Challenge 1: In the forum question about forward filling in polars, which method did the asker try?

Passage provided:
================================

Forward filling by column values in python polars

Question:

I am wondering if there’s a way to do forward filling by columns in polars because I tried the fill_null(strategy='forward') but it filled the null not with the next column value. What’s the best way to achieve like ffill()

df = pl.DataFrame(
    {
        "id": ["NY", "TK", "FD"], 
        "eat2000": [1, 6, 3], 
        "eat2001": [-2, None, 4],
        "eat2002": [None, None, None],
        "eat2003": [-9, 3, 8],
        "eat2004": [None, None, 8]
    }
); df

shape: (3, 6)

================================

Supplied records:
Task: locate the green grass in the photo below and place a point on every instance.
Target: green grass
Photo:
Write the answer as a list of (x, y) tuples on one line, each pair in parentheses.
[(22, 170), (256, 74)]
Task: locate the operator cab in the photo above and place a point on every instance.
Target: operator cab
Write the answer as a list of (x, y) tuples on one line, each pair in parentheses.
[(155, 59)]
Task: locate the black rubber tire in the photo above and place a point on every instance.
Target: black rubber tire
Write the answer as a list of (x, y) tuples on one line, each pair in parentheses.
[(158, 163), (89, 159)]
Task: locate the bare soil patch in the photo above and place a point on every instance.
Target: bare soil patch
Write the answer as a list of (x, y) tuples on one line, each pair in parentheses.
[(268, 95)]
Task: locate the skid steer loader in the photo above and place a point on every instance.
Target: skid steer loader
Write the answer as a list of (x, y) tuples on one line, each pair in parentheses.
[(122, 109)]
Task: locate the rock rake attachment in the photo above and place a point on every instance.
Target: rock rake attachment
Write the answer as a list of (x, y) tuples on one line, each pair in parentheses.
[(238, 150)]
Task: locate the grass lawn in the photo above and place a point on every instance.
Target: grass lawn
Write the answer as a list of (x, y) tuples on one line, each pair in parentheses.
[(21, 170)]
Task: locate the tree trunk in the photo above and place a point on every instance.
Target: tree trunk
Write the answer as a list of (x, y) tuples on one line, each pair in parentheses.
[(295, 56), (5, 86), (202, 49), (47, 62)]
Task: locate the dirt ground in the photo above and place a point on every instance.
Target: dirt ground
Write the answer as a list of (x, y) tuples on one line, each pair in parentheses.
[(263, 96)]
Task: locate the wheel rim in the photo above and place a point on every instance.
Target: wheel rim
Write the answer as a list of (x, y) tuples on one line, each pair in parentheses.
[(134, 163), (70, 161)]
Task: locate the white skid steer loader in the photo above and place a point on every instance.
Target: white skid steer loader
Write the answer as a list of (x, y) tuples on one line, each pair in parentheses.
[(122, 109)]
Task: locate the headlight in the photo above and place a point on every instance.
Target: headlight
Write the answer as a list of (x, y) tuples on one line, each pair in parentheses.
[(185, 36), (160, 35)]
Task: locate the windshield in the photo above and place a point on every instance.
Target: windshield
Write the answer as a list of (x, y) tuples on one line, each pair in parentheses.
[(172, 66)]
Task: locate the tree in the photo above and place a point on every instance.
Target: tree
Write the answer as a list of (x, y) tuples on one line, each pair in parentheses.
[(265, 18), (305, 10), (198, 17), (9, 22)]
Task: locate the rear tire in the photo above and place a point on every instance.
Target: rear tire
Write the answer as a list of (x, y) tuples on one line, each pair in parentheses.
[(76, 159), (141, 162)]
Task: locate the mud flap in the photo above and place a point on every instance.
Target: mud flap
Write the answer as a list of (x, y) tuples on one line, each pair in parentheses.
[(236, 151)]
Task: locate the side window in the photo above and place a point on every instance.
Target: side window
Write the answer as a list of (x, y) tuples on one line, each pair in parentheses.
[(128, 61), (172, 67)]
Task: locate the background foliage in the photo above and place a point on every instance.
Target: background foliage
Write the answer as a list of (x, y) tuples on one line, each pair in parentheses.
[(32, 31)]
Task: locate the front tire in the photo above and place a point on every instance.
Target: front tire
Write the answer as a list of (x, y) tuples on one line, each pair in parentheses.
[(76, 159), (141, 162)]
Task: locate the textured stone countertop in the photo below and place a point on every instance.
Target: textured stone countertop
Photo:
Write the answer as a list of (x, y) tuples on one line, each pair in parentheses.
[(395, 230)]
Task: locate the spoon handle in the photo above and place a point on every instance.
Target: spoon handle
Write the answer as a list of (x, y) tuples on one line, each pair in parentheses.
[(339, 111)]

================================

Challenge 2: Reproduce the entries verbatim, beginning with the first one and ending with the line that contains "[(134, 163), (70, 161)]", both included.

Exercise solution 1: fill_null(strategy='forward')

Exercise solution 2:
Task: locate the green grass in the photo below and place a point on every instance.
Target: green grass
Photo:
Write the answer as a list of (x, y) tuples on one line, each pair in parentheses.
[(22, 170), (256, 74)]
Task: locate the operator cab in the photo above and place a point on every instance.
Target: operator cab
Write the answer as a list of (x, y) tuples on one line, each pair in parentheses.
[(155, 59)]
Task: locate the black rubber tire in the photo above and place a point on every instance.
Target: black rubber tire
Write the answer as a list of (x, y) tuples on one line, each pair in parentheses.
[(158, 163), (89, 159)]
Task: locate the bare soil patch in the photo above and place a point on every instance.
Target: bare soil patch
Write the answer as a list of (x, y) tuples on one line, each pair in parentheses.
[(268, 95)]
Task: locate the skid steer loader in the photo above and place a point on every instance.
Target: skid steer loader
Write the answer as a list of (x, y) tuples on one line, each pair in parentheses.
[(122, 109)]
Task: locate the rock rake attachment in the photo above and place a point on every instance.
Target: rock rake attachment
Write the answer as a list of (x, y) tuples on one line, each pair in parentheses.
[(238, 150)]
Task: locate the grass lawn in the photo above and place a point on every instance.
Target: grass lawn
Write the answer as a list of (x, y) tuples on one line, each pair in parentheses.
[(21, 170)]
Task: locate the tree trunk in the photo above and place a point on every instance.
Target: tree trunk
Write the answer as a list of (x, y) tuples on one line, each pair in parentheses.
[(295, 56), (5, 86), (202, 49), (47, 62)]
Task: locate the dirt ground in the photo above and place a point on every instance.
Target: dirt ground
Write the answer as a list of (x, y) tuples on one line, each pair in parentheses.
[(263, 96)]
Task: locate the wheel rim in the photo above and place a point on every instance.
Target: wheel rim
Write the answer as a list of (x, y) tuples on one line, each pair in parentheses.
[(134, 163), (70, 161)]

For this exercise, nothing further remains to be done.